### Required work
Transcribe exactly the lines from the one containing "Objective — one marker on every instance of the grass in" through the end of the entries, including both the first and the last, and nothing else.

### Dataset extract

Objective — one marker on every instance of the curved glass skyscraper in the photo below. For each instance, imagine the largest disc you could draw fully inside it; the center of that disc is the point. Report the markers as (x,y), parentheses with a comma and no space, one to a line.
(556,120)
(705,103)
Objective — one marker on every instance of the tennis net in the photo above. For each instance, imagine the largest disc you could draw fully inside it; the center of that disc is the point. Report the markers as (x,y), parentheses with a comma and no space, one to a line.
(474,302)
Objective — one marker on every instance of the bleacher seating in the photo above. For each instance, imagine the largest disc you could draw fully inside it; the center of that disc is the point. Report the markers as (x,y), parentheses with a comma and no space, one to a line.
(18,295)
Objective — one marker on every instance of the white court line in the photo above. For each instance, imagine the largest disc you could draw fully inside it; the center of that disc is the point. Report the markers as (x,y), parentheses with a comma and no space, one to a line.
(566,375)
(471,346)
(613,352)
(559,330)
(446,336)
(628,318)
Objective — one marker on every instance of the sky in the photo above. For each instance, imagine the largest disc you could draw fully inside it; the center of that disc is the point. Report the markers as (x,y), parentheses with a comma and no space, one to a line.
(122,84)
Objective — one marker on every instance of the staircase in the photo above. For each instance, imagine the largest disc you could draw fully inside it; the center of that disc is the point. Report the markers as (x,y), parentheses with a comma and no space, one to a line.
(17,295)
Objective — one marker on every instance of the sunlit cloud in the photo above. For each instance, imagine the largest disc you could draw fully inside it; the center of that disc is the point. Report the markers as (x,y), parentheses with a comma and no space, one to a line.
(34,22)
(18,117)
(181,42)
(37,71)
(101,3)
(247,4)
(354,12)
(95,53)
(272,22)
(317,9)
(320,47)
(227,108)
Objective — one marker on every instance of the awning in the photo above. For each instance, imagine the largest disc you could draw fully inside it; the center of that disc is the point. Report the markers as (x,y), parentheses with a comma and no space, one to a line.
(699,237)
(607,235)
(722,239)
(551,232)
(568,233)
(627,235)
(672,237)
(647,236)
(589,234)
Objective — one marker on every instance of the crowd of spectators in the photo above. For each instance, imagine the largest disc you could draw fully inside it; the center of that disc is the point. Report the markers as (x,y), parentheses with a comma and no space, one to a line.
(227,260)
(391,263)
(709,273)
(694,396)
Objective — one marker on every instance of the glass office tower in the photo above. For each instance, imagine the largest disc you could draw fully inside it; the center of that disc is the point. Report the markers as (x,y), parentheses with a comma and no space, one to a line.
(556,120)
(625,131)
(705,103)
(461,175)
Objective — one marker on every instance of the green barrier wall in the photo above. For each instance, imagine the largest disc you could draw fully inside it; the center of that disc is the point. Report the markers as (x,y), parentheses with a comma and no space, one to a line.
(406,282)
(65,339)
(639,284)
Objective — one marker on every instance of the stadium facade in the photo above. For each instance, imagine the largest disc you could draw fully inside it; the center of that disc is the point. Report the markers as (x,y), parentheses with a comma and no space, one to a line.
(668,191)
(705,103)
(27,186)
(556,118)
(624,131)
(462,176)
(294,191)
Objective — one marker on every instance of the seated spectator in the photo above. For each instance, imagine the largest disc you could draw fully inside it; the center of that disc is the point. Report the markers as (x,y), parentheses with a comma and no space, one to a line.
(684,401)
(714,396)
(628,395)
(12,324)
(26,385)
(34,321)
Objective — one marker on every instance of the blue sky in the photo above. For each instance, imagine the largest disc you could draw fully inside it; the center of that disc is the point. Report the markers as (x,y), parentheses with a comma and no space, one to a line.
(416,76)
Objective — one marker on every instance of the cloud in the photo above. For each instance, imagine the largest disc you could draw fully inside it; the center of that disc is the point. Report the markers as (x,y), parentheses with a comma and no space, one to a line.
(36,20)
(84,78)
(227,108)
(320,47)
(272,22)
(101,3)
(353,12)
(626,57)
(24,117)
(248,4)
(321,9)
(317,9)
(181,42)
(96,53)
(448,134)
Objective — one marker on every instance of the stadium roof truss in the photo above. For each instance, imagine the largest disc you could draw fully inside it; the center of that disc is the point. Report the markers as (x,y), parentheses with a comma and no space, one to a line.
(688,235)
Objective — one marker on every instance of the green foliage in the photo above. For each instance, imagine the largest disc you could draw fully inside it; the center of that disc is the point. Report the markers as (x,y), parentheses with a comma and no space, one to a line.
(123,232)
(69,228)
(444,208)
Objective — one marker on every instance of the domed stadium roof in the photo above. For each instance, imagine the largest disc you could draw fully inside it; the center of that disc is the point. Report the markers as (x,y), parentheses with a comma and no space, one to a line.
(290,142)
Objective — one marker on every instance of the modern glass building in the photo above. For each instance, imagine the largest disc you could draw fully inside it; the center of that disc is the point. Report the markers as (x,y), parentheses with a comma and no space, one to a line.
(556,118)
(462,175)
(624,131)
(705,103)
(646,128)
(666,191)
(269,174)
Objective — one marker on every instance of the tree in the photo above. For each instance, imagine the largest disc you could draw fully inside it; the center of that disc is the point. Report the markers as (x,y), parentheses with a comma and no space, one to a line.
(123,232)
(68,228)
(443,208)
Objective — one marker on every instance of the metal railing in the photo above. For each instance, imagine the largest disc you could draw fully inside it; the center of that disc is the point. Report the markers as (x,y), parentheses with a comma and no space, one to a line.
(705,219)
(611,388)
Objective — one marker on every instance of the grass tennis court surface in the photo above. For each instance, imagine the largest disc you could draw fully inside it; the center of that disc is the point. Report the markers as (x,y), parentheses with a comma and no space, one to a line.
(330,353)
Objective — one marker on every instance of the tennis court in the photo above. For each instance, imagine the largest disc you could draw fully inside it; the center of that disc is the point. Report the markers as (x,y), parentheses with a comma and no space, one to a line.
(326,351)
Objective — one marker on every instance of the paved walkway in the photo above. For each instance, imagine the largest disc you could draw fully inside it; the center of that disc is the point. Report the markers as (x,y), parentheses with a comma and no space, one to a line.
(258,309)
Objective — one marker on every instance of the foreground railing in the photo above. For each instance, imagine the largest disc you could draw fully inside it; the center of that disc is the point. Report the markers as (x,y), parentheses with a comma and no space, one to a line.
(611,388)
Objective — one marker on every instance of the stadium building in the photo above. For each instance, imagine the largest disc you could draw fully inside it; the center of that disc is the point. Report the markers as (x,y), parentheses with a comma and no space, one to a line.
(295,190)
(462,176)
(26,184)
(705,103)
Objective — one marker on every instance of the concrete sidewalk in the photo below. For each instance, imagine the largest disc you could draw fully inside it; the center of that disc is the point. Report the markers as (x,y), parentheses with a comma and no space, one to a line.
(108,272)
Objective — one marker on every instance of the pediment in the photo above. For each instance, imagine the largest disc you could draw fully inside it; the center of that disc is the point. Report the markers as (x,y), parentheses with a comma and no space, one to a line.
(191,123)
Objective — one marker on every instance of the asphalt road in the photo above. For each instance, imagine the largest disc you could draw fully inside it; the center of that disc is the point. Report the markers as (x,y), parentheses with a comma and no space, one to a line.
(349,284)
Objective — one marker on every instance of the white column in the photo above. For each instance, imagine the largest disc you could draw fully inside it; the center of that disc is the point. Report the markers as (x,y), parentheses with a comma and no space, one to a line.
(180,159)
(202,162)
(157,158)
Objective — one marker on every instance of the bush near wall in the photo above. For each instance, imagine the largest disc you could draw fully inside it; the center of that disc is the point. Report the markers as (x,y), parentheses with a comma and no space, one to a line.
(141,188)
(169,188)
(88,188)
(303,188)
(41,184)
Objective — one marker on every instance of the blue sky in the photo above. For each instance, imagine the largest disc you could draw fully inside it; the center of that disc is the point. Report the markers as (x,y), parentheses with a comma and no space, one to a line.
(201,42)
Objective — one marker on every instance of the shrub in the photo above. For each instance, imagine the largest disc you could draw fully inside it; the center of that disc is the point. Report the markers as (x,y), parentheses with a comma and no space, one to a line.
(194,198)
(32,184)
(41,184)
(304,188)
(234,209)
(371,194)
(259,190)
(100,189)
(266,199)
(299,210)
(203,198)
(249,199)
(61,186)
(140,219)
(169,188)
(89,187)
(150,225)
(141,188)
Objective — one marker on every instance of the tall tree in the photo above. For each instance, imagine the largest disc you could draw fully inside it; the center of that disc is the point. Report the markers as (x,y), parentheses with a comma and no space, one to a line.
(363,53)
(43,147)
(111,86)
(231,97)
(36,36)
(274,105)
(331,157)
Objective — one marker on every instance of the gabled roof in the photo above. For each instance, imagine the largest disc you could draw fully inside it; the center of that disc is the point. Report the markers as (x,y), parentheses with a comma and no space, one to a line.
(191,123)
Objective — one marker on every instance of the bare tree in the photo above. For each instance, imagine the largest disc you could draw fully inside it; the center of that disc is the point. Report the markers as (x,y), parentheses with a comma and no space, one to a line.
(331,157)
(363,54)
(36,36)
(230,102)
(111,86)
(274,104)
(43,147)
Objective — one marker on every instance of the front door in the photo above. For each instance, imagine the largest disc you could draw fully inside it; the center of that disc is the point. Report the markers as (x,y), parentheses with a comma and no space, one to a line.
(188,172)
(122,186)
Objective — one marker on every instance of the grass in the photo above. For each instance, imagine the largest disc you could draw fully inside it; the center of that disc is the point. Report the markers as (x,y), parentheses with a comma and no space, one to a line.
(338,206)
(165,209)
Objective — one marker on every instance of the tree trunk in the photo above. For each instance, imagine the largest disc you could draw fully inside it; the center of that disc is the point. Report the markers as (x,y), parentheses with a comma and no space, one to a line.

### Result of this task
Objective — one marker on every instance of the grass in the photo above. For each instance, imagine the largest disc you could draw fully inside it; the center of that disc is the point. Report the markers as (x,y), parentheses with a comma and no space, one to a line.
(338,206)
(165,209)
Objective — one marker on every instance of the tree trunk in the photo above. For each instance, imagine the largest disc you could draw fully inside it; the center of that disc is the point. Report the markers as (x,y), parentheses with a comma and no space, one to a line.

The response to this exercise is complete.